▸ What you have to do: Using the entries that follow, write out the line containing "Target = white wagtail", the line containing "Target = tail feather", and every line between them, exactly and nothing else.

--- Records shown Enclosed Below ---

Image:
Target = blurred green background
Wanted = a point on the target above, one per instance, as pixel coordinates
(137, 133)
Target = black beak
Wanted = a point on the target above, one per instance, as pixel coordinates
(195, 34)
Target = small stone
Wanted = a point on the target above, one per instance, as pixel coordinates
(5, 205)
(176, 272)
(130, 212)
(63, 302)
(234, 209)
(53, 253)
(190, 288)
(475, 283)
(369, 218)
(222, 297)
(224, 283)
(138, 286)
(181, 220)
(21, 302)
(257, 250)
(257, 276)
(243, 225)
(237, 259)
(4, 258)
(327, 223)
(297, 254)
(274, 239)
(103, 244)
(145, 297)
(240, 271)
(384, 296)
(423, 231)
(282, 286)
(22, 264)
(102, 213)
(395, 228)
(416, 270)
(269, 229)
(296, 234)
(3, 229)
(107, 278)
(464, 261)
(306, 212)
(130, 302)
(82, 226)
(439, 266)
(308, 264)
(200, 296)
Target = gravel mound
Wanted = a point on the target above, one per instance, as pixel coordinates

--- End of Enclosed Records shown ---
--- Records shown Enclosed Below ---

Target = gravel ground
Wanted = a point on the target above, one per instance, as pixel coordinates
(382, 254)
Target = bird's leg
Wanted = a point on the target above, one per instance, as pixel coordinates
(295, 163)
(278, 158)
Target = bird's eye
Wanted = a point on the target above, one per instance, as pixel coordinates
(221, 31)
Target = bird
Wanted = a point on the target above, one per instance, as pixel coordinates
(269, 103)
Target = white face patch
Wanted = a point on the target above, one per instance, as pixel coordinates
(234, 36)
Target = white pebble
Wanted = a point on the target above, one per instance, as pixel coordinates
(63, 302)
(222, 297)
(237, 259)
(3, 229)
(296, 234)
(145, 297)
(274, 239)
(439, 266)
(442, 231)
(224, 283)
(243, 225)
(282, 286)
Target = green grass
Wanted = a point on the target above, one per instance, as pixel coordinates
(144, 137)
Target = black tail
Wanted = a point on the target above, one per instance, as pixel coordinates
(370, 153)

--- End of Enclosed Records shown ---
--- Records shown Enclosed Below ---

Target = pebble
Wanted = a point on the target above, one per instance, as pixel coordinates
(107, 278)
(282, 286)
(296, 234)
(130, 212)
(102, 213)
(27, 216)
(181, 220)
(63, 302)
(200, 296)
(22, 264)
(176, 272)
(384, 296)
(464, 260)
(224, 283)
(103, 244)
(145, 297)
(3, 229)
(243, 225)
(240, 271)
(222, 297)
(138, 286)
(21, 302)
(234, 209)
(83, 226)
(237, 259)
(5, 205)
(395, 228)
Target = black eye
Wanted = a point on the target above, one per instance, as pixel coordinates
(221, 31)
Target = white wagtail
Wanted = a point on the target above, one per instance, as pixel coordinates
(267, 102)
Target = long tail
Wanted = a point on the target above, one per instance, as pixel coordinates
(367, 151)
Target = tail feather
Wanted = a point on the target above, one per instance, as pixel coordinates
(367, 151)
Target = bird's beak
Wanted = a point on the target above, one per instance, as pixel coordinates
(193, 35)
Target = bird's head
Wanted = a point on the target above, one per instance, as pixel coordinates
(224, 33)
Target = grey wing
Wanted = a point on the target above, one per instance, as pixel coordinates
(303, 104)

--- End of Enclosed Records shown ---

▸ Answer section:
Target = white wagtail
Wanted = a point on the target above, one per instance, as pixel coordinates
(267, 102)
Target = long tail
Wanted = a point on the target above, one per instance, as pixel coordinates
(367, 151)
Target = tail feather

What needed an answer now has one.